**Instructions for the task:** Please reproduce each of the following entries exactly.

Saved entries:
——
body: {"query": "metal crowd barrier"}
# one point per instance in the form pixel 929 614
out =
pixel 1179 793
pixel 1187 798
——
**Completed exercise:**
body: {"query": "metal crowd barrier"}
# one point per instance in the form pixel 929 614
out =
pixel 1179 793
pixel 1187 798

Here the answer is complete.